In 2022, the first year of Sam Mitchell’s tenure as coach, Hawthorn have been adventurous in both game style and in willingness to jettison experience from their playing ranks.
As of Tuesday evening, it was quite feasible that both Jaeger O’Meara and Tom Mitchell would be following Jack Gunston out the door before the close of trading business. O’Meara was said to be sleeping on his choice of club – Fremantle, Greater Western Sydney, or the less-probable option of staying at Hawthorn.
Mitchell would be Collingwood-bound, provided the Hawks could reach terms with their old list manager and football boss Graham Wright. Usually, when clubs are quibbling about picks between the low 40s and mid or late 20s, an accommodation will be reached.
Usually, when a player is entertaining two clubs at once, like O’Meara, the result is that he leaves.
Gunston has landed in Brisbane, walking from a team that is only midway through what has become a near-total list reconstruction to play with a contending team that also hopes to snare Josh Dunkley.
Gunston’s exit, and the retirement of Ben McEvoy, means that the Hawks will begin 2023 with only one player left from their 2015 premiership team: Luke Breust.
If this seems the natural order, given the turnover of all teams, bear in mind that Hawthorn’s grand final opponents for the three-peat premiership, West Coast, will have eight players remaining from that grand final side next year: Jeremy McGovern, Nic Naitanui, Elliott Yeo, Luke Shuey, Shannon Hurn, Dom Sheed, Jack Darling and Andrew Gaff.
So, the Hawks are clearing the decks. But this is not a firesale, in the style of Collingwood two years ago, since there is no imperative to get under the salary cap.
Rather, Mitchell and the Hawks are taking a hard-headed and long-term view, willing to offload virtually anyone who’s around 30, assuming they carry decent draft currency (Gunston is 30, Mitchell 30 in May, and O’Meara turns 29 in February).
Mitchell had long been on the block, with O’Meara only entertained if the deal is right. The Hawks would almost certainly prefer that he goes to GWS, who have a prospective top-20 pick on offer.
Fremantle’s logical play would be to parlay the likely return from Rory Lobb – assuming he gets traded to the Bulldogs – and hand that pick over to the Hawks.
To lose O’Meara, Mitchell, Gunston and McEvoy in one hit would leave Hawthorn light-on for seniority and mature leaders. Should the trades happen, there will be Hawk fans wondering if the cuts are too deep – as they proved for Carlton circa 2014-15 – and that their period out of contention will be prolonged, rather than fast-tracked.
But Mitchell appears to have a converse view, believing that the extra draft hand will accelerate the rebuild; hastening, rather than postponing the renaissance.

EXERCISE INSTRUCTIONS.
1) Answer these questions from the article on Hawthorn's list changes:
(a) Which player will be the only one left from Hawthorn's 2015 premiership team in 2023?
(b) Which club has Jack Gunston joined?
(c) Which club would the Hawks likely prefer Jaeger O'Meara to go to, and what does that club have on offer?
2) Write the next part of the article on Hawthorn's list changes, starting after its final sentence.

MATERIAL SHOWN.
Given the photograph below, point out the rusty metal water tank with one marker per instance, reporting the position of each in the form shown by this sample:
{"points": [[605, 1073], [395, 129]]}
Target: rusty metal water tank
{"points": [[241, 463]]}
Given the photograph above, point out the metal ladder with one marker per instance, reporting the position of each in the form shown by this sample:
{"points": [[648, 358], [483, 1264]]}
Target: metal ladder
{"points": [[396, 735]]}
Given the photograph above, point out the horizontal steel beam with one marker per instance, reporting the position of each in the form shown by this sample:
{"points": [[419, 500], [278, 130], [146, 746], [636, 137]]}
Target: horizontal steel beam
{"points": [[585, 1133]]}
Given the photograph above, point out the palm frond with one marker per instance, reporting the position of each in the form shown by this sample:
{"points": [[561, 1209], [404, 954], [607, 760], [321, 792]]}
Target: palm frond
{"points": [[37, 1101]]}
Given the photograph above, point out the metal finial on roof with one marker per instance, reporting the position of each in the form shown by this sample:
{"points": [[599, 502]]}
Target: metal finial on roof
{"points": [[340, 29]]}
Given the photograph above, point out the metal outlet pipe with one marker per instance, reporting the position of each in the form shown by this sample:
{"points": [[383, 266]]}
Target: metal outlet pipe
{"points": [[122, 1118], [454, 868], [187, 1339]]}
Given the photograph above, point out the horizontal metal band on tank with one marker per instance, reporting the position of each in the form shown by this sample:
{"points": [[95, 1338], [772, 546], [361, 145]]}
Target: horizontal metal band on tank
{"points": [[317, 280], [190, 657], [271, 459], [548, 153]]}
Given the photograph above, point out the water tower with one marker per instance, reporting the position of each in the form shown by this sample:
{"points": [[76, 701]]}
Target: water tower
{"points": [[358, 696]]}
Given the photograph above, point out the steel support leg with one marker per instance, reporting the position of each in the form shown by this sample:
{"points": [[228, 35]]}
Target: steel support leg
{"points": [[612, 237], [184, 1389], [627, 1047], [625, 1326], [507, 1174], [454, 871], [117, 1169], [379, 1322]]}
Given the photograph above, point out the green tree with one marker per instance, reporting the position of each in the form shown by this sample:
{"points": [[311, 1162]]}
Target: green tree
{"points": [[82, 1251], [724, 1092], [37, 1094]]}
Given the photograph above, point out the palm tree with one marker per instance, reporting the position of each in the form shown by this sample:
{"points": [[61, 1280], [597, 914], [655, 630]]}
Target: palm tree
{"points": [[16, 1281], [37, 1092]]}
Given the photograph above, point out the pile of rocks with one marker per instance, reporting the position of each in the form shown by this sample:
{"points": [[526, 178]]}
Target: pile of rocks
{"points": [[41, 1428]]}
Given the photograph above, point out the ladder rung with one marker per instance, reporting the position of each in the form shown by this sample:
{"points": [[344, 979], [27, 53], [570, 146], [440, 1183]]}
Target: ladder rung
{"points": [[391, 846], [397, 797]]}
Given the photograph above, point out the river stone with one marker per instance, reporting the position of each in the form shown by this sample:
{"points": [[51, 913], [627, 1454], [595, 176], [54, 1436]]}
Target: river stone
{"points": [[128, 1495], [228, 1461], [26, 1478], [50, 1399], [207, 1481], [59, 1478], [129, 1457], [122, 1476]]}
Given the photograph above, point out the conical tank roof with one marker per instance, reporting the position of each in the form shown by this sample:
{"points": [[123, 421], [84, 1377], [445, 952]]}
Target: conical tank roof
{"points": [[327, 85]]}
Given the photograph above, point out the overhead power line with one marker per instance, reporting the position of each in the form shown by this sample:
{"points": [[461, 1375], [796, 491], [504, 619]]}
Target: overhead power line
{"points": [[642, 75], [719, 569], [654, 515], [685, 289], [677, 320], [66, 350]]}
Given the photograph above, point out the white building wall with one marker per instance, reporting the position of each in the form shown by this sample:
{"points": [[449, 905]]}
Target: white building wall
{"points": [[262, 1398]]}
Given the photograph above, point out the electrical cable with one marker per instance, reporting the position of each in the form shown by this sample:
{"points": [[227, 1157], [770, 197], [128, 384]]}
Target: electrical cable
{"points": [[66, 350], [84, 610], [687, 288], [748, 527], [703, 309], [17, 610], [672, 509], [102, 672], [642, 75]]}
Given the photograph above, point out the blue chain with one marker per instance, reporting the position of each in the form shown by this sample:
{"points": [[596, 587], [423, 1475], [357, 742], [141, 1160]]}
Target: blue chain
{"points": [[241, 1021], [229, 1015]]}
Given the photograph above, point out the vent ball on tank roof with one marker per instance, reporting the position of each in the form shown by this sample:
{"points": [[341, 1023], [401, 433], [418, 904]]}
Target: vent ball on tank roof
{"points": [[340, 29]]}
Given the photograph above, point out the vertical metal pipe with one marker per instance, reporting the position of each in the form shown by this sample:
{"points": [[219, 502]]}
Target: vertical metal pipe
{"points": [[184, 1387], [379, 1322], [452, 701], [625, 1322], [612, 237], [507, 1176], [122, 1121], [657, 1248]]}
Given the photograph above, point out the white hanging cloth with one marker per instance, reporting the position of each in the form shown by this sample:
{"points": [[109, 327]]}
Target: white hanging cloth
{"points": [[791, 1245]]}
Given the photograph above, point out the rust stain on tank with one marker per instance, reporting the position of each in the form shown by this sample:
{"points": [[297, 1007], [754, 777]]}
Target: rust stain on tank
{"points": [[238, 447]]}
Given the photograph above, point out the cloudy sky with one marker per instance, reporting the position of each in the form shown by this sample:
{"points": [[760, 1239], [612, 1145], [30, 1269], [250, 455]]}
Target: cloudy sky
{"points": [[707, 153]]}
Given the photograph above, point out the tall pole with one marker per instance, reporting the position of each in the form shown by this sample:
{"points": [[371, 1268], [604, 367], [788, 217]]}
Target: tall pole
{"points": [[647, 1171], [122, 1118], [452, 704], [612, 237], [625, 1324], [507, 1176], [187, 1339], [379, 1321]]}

TASK RESPONSES.
1)
(a) Luke Breust
(b) Brisbane
(c) Greater Western Sydney (GWS), which has a prospective top-20 pick on offer

2)
He has seen Hawthorn at both ends of the rebuild spectrum, having been a young gun when Alastair Clarkson offloaded Jonathan Hay and Nathan Thompson for picks that turned into Grant Birchall and Jordan Lewis, but also for the unsuccessful mature trading that followed the glory years.
After the 2015 flag, Clarkson attempted to top up, giving up draft picks over two years to recruit Mitchell and O’Meara. Richmond, as it happens, are trying to do similar this year by acquiring Jacob Hopper and Tim Taranto from GWS.
The Hawks failed in their bid to stay in the premiership window and have subsequently paid a price for those trades; Richmond may well fare better in their Taranto-Hopper double play, since the Tigers have a stronger youth contingent than Hawthorn did in 2016 when Sam Mitchell and Lewis were shuffled off to West Coast and Melbourne respectively.
One would imagine that James Sicily will succeed McEvoy as captain. Once, O’Meara shaped as a prospective skipper and it is his leadership that the Hawks would miss most; the same can already be said of Isaac Smith.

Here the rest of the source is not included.